Dataset rows showing where objects appear
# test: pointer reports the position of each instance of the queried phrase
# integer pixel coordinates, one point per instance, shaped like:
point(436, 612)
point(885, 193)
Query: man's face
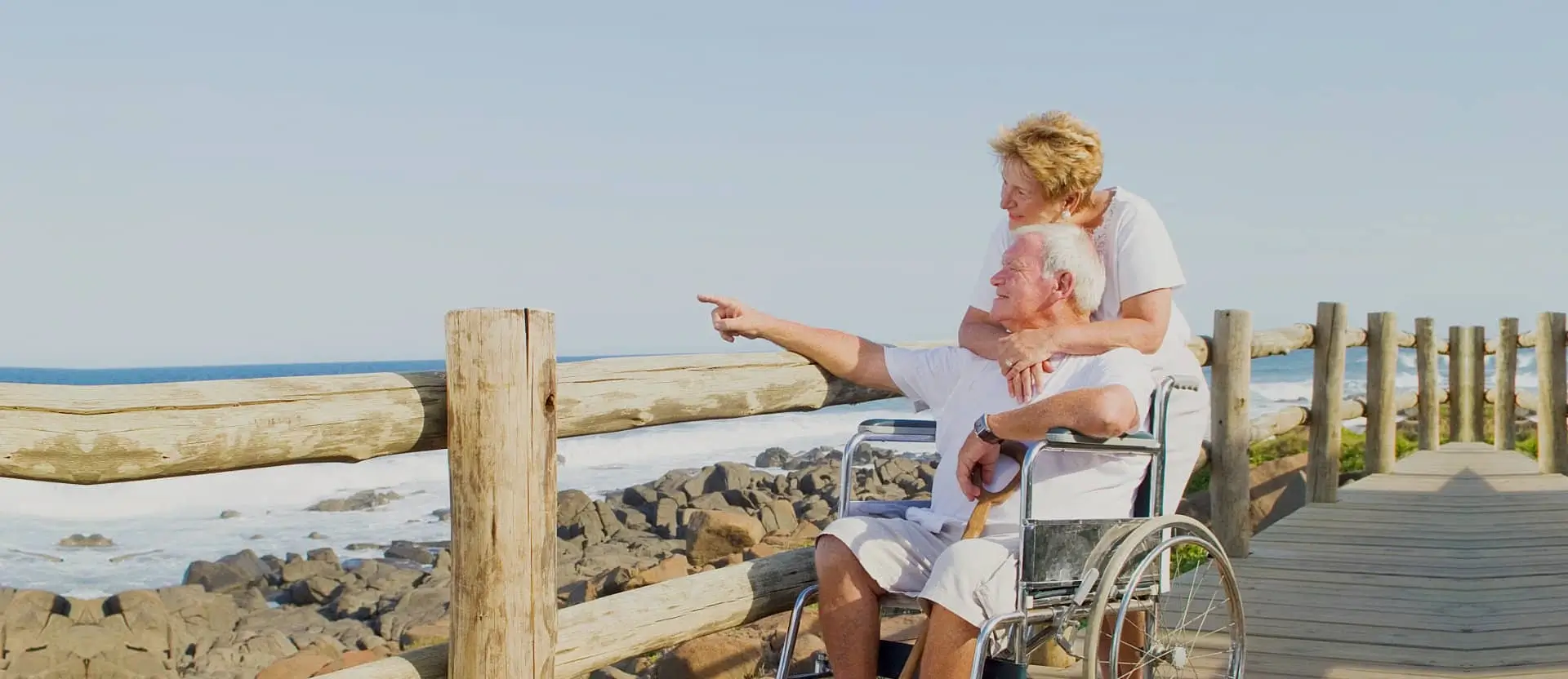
point(1021, 294)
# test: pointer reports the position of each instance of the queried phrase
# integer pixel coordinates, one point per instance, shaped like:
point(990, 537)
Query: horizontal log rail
point(90, 435)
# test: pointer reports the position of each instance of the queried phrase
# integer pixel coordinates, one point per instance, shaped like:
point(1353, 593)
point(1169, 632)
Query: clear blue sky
point(192, 182)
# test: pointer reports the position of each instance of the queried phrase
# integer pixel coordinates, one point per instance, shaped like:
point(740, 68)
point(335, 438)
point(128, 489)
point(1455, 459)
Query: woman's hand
point(1026, 359)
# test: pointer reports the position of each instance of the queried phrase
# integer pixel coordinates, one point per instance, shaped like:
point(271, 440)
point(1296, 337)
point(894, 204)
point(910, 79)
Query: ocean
point(160, 526)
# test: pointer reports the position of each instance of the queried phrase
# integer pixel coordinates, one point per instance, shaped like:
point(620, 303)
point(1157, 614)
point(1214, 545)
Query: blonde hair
point(1060, 151)
point(1068, 248)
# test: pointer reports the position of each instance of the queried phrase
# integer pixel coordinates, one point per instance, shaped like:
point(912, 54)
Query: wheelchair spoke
point(1178, 639)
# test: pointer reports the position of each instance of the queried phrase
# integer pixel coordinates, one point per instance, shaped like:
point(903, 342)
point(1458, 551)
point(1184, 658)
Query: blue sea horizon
point(182, 374)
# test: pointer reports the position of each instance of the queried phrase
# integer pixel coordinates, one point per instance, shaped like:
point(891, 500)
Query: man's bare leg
point(847, 609)
point(949, 645)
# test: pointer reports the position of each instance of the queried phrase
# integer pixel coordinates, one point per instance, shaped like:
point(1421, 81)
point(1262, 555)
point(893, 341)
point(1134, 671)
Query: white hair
point(1070, 248)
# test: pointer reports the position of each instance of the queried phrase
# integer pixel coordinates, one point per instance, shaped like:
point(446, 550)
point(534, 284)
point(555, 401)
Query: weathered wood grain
point(1551, 435)
point(1329, 386)
point(1506, 399)
point(90, 435)
point(1426, 384)
point(1230, 394)
point(502, 427)
point(1382, 367)
point(606, 631)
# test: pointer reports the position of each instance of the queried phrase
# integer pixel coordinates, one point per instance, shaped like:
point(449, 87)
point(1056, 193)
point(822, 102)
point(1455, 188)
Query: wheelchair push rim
point(1196, 626)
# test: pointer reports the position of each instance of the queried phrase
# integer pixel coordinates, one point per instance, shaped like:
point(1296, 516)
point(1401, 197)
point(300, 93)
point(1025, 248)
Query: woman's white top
point(1138, 258)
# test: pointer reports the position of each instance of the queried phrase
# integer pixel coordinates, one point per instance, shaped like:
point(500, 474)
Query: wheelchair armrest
point(1134, 441)
point(891, 427)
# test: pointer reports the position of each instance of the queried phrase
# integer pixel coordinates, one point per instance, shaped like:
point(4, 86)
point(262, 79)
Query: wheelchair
point(1075, 575)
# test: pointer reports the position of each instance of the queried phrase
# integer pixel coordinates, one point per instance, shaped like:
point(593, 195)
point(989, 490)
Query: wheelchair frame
point(1060, 563)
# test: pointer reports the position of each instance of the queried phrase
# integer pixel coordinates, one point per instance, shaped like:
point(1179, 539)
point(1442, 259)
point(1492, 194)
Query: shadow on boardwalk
point(1454, 565)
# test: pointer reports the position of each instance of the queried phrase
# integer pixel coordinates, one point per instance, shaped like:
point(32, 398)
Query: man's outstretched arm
point(841, 353)
point(1095, 411)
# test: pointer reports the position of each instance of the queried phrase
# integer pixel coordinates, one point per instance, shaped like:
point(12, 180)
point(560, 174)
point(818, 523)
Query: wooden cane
point(973, 529)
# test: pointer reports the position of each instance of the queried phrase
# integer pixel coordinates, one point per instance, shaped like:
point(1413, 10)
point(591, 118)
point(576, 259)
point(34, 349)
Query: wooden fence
point(504, 402)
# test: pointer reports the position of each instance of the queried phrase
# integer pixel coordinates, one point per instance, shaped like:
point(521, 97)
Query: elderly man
point(1049, 277)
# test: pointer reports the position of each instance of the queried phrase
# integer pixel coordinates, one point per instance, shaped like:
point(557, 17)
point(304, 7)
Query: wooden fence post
point(1382, 366)
point(1329, 391)
point(501, 437)
point(1551, 441)
point(1426, 384)
point(1508, 361)
point(1462, 379)
point(1477, 340)
point(1230, 459)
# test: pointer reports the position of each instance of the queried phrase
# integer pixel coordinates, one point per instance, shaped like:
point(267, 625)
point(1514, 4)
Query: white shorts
point(976, 579)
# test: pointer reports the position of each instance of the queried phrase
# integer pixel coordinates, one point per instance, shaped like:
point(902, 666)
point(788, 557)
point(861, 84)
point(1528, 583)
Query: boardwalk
point(1454, 565)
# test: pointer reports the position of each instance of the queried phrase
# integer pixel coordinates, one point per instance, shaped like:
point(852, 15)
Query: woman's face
point(1022, 198)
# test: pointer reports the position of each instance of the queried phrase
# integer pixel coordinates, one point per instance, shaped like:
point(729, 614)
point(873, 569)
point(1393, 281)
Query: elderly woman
point(1051, 166)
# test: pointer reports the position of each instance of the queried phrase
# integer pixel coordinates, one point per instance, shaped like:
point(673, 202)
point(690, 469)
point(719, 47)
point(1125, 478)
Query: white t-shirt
point(960, 386)
point(1138, 258)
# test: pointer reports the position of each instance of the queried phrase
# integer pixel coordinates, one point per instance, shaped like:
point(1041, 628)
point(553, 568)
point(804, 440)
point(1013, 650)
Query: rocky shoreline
point(270, 617)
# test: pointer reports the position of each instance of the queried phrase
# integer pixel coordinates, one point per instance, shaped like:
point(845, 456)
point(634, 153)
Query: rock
point(666, 518)
point(78, 539)
point(427, 634)
point(760, 551)
point(298, 665)
point(639, 496)
point(408, 551)
point(296, 570)
point(417, 607)
point(821, 480)
point(731, 655)
point(604, 557)
point(568, 508)
point(314, 590)
point(216, 578)
point(356, 658)
point(717, 534)
point(668, 570)
point(814, 510)
point(778, 517)
point(356, 604)
point(710, 500)
point(729, 477)
point(698, 483)
point(356, 502)
point(671, 486)
point(773, 459)
point(323, 554)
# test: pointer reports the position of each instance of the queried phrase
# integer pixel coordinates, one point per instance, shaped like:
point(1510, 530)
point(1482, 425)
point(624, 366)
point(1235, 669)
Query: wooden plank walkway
point(1454, 565)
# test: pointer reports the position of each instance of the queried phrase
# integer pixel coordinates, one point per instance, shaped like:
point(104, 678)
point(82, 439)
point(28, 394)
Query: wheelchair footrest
point(893, 655)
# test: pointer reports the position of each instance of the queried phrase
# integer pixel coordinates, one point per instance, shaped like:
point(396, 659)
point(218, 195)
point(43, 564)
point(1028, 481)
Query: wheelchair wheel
point(1181, 606)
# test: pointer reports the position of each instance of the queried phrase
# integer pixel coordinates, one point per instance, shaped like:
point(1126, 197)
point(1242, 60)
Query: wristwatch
point(983, 432)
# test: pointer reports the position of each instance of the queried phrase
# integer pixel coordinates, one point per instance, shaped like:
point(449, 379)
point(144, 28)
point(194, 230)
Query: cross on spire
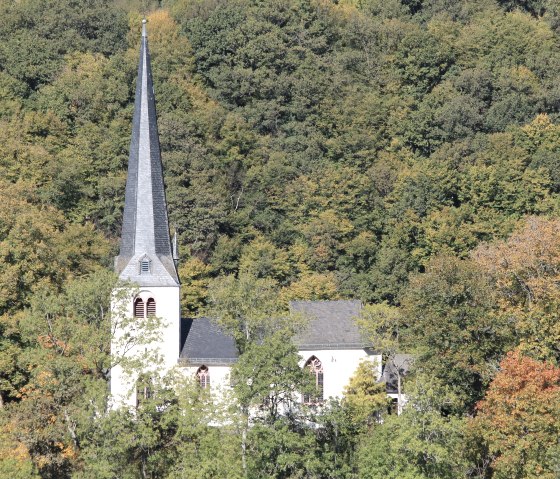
point(145, 230)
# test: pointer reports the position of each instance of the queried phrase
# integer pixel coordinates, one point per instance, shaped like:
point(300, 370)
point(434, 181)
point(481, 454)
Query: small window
point(144, 266)
point(151, 306)
point(203, 376)
point(315, 368)
point(144, 390)
point(139, 308)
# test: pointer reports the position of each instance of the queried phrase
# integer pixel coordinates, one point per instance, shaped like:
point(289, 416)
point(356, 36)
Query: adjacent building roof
point(145, 229)
point(331, 324)
point(206, 343)
point(399, 362)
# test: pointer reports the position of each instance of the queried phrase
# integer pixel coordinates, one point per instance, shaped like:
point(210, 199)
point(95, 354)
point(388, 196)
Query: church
point(330, 345)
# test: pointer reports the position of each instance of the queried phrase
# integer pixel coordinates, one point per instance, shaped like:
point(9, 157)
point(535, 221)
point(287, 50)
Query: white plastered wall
point(123, 384)
point(339, 365)
point(219, 377)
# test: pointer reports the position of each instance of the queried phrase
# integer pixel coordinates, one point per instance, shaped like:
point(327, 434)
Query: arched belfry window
point(139, 308)
point(151, 307)
point(144, 390)
point(203, 377)
point(315, 368)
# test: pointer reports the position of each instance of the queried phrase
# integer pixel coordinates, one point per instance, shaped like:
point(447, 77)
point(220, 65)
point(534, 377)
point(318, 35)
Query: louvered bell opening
point(151, 307)
point(139, 308)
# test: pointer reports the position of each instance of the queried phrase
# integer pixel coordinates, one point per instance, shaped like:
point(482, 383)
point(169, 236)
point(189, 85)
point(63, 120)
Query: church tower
point(146, 257)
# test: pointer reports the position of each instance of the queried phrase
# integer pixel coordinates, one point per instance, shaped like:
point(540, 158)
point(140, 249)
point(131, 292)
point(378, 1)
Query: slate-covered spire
point(145, 254)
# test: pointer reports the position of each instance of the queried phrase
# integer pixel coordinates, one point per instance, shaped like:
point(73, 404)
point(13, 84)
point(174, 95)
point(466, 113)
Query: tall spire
point(145, 252)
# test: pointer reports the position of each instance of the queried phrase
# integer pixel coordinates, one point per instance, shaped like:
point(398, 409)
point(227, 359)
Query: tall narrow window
point(315, 368)
point(144, 390)
point(139, 308)
point(151, 306)
point(203, 376)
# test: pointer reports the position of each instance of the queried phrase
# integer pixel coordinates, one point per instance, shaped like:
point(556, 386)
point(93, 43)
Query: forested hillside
point(405, 153)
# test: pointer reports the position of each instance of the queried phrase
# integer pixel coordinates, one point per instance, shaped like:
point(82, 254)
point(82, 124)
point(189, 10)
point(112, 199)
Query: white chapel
point(330, 345)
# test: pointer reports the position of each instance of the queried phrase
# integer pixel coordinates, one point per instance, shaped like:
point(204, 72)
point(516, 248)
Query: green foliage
point(454, 328)
point(312, 150)
point(420, 444)
point(364, 396)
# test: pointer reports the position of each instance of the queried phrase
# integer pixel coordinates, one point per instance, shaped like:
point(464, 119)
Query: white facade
point(339, 365)
point(131, 335)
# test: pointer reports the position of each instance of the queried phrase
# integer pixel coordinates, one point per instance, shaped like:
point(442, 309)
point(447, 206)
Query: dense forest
point(405, 153)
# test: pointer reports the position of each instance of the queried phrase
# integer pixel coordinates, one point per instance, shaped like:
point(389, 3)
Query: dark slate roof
point(206, 343)
point(145, 229)
point(401, 361)
point(331, 325)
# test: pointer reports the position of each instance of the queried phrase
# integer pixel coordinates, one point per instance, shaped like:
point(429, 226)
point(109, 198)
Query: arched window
point(203, 377)
point(315, 368)
point(139, 308)
point(144, 390)
point(151, 307)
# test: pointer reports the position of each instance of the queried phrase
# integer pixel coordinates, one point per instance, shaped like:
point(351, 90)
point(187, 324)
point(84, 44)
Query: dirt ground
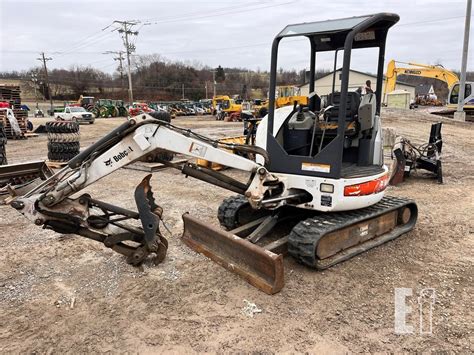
point(63, 293)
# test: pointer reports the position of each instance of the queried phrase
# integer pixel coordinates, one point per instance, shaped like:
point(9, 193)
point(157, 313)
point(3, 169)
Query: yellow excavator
point(431, 71)
point(288, 94)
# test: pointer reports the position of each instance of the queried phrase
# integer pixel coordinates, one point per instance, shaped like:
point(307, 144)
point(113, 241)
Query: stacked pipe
point(63, 140)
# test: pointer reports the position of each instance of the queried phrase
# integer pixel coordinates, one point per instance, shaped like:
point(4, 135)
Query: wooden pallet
point(152, 167)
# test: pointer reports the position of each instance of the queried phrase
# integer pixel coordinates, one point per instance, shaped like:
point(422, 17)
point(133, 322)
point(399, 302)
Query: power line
point(44, 60)
point(125, 29)
point(120, 58)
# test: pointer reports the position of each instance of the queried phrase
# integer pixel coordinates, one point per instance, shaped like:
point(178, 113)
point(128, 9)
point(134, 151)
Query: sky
point(230, 33)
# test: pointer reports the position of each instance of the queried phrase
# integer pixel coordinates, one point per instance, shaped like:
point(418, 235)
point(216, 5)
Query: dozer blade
point(261, 268)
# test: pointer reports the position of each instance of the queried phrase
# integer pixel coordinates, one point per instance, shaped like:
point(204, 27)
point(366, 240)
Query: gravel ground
point(63, 293)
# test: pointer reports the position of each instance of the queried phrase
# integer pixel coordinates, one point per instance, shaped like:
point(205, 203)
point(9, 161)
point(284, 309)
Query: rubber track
point(304, 237)
point(62, 127)
point(228, 210)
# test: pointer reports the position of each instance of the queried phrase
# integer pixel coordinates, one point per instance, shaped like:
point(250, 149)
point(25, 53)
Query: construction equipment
point(229, 107)
point(316, 189)
point(288, 94)
point(18, 179)
point(408, 157)
point(434, 72)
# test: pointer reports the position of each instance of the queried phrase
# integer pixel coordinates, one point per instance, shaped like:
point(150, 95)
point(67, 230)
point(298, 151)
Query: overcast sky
point(231, 33)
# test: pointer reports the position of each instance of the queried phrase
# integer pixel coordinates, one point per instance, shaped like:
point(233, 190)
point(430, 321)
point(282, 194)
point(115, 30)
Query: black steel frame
point(331, 155)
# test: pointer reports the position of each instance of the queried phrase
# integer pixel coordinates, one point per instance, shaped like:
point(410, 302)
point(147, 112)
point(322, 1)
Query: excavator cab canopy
point(342, 35)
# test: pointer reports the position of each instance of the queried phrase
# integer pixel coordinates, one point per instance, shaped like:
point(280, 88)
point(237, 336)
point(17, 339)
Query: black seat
point(352, 106)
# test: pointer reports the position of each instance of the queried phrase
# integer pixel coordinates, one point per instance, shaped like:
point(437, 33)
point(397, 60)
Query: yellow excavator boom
point(416, 69)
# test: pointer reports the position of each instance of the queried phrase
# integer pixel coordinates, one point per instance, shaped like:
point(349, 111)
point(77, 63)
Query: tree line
point(154, 78)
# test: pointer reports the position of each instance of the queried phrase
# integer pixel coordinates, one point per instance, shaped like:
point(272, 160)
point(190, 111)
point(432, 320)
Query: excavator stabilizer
point(259, 266)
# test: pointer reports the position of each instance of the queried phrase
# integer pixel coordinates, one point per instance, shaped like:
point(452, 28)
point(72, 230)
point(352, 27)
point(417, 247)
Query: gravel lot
point(64, 293)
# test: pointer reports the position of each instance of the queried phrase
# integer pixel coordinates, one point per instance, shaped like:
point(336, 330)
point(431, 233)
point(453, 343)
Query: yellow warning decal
point(320, 168)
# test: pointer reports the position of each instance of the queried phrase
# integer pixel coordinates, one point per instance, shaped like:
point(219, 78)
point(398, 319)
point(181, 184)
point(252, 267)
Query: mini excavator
point(315, 189)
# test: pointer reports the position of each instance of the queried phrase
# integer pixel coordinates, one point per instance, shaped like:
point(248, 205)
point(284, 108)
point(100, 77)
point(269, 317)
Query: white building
point(357, 79)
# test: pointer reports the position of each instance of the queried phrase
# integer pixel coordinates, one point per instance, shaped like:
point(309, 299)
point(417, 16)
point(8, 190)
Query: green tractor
point(105, 108)
point(120, 105)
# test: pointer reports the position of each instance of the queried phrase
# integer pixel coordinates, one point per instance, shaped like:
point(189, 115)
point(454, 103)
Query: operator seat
point(352, 106)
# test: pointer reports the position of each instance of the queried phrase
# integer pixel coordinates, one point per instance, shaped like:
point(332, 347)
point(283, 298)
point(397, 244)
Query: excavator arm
point(134, 234)
point(416, 69)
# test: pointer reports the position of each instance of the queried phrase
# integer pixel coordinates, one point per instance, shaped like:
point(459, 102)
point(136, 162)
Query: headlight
point(328, 188)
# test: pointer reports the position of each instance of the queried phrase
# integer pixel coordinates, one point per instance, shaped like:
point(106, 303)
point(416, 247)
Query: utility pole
point(214, 81)
point(44, 60)
point(34, 79)
point(460, 114)
point(126, 30)
point(120, 58)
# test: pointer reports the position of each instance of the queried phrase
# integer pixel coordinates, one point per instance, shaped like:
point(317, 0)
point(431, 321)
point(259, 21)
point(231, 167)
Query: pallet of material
point(22, 123)
point(11, 94)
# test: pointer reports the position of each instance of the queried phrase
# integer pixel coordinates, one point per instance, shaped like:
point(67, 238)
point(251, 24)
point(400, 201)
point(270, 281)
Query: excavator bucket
point(259, 266)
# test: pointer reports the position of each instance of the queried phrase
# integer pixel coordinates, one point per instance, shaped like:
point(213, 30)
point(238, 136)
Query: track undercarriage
point(256, 241)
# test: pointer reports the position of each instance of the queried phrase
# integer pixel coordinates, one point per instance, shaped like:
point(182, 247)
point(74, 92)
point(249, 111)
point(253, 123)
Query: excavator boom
point(415, 69)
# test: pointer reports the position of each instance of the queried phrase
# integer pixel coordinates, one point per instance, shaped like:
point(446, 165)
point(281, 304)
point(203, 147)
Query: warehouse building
point(357, 79)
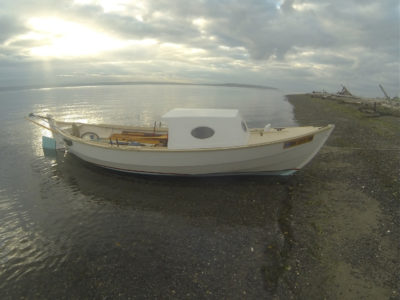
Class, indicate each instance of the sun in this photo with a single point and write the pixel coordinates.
(60, 38)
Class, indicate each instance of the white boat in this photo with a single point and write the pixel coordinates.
(195, 142)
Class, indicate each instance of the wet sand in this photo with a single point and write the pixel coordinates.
(343, 215)
(69, 230)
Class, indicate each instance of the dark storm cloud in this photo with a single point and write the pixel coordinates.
(328, 42)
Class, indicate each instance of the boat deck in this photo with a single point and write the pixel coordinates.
(158, 137)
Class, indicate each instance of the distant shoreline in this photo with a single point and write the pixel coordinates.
(94, 84)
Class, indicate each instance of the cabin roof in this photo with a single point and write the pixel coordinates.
(201, 113)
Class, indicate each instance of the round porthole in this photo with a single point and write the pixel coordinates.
(202, 132)
(244, 126)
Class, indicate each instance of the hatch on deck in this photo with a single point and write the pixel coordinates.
(190, 128)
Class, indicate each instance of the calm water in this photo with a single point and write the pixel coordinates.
(70, 230)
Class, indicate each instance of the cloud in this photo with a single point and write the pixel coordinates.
(293, 44)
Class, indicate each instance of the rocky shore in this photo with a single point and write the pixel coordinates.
(342, 218)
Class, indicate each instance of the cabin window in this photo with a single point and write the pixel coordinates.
(244, 126)
(202, 132)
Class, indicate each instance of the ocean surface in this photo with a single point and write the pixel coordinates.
(71, 230)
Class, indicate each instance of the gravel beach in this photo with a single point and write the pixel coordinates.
(342, 219)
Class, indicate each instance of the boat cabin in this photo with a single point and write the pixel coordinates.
(190, 128)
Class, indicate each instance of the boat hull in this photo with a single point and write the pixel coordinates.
(270, 158)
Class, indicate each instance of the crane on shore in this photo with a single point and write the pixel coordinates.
(384, 92)
(386, 95)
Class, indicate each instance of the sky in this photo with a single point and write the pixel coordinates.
(294, 45)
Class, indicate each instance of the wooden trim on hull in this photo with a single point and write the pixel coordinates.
(251, 173)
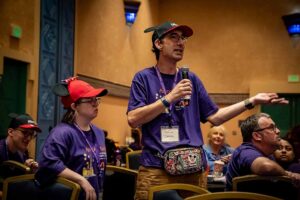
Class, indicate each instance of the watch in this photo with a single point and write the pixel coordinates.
(248, 104)
(165, 102)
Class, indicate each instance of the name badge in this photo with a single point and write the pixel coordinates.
(169, 134)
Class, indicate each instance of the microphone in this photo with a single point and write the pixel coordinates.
(185, 75)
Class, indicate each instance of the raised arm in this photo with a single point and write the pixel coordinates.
(227, 113)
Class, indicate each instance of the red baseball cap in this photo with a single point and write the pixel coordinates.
(160, 30)
(24, 121)
(73, 89)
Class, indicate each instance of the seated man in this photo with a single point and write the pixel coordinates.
(21, 131)
(254, 155)
(285, 156)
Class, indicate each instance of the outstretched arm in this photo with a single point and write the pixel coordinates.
(226, 113)
(90, 193)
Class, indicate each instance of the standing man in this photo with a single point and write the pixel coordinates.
(157, 104)
(255, 155)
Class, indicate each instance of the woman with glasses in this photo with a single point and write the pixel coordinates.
(216, 149)
(75, 148)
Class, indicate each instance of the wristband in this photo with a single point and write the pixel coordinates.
(165, 102)
(248, 104)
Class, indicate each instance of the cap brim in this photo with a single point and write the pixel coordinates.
(96, 93)
(30, 126)
(186, 30)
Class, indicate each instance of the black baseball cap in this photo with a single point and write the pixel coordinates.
(163, 29)
(24, 121)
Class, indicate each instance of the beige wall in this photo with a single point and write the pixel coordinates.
(238, 47)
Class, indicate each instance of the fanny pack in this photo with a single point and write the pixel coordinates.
(181, 161)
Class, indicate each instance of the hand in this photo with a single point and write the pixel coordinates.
(226, 158)
(267, 98)
(90, 193)
(183, 88)
(295, 178)
(32, 164)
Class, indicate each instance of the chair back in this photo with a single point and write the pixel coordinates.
(232, 195)
(11, 168)
(25, 187)
(278, 186)
(119, 183)
(133, 159)
(169, 191)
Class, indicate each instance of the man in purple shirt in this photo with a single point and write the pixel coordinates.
(157, 105)
(260, 140)
(22, 129)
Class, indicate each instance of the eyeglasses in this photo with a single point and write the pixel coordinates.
(92, 100)
(272, 127)
(176, 37)
(27, 133)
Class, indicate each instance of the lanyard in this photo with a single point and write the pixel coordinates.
(88, 143)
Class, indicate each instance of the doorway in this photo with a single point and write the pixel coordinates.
(12, 91)
(285, 116)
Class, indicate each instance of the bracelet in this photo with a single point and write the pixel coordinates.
(165, 102)
(248, 104)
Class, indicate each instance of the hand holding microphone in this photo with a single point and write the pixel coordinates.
(185, 75)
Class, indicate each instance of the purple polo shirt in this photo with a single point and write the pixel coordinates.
(67, 147)
(146, 89)
(241, 161)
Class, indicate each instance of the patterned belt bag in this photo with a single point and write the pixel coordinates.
(183, 160)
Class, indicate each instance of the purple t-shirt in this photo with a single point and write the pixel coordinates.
(146, 89)
(241, 161)
(67, 147)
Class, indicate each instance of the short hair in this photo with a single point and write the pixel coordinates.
(250, 124)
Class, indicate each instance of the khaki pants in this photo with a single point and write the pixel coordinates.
(149, 176)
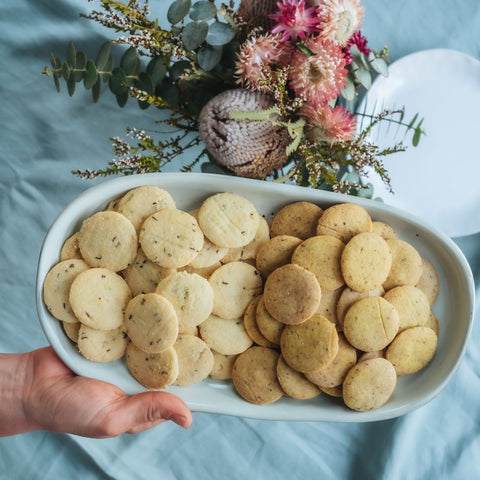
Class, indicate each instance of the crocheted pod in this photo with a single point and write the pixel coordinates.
(248, 148)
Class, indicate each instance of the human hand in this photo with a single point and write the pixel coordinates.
(54, 398)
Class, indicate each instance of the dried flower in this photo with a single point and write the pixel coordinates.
(294, 20)
(340, 19)
(320, 76)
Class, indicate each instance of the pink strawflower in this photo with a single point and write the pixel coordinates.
(359, 41)
(294, 20)
(255, 59)
(325, 123)
(318, 77)
(340, 19)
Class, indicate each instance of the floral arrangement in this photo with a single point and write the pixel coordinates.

### Problem statement
Please shift the answer coordinates by adding -113 to each one, and write out again only the stretch from the start of the records through the line containing "point(1068, 248)", with the requests kept unchanged, their sample points included, and the pictures left out.

### Answer to this problem
# test: pointer reports the position of each instance of the queried phrase
# integer pixel coordinates, one point per instance, shaped like:
point(436, 612)
point(885, 193)
Query: man's face
point(908, 181)
# test: pointer reports the position of each instance of the queried phrase
# integer pixel coordinates, one point per instance, shaped like:
point(990, 537)
Query: horizontal log rail
point(-23, 322)
# test: pointer reports the position of each instance of the queried phrase
# integer pixel coordinates, one point per instance, shaped like:
point(1353, 593)
point(1169, 632)
Query: clear blue sky
point(79, 69)
# test: pointer reports the position of each instance of the queried phrase
# integer pixel coordinates, one point per instance, shaped like:
point(740, 68)
point(335, 438)
point(128, 489)
point(1455, 459)
Query: woman's hand
point(913, 246)
# test: pointer reports the position of each instance of the queried phrase
# integer pixel coordinates, one point per instance, shaped like:
point(271, 440)
point(1296, 337)
point(894, 204)
point(910, 79)
Query: ocean
point(47, 413)
# test: pointer reports the position of each instance of the queried phrase
# integer pixel coordinates, one point per instance, shaped like:
point(620, 303)
point(1157, 614)
point(1214, 545)
Query: blonde hair
point(947, 38)
point(955, 135)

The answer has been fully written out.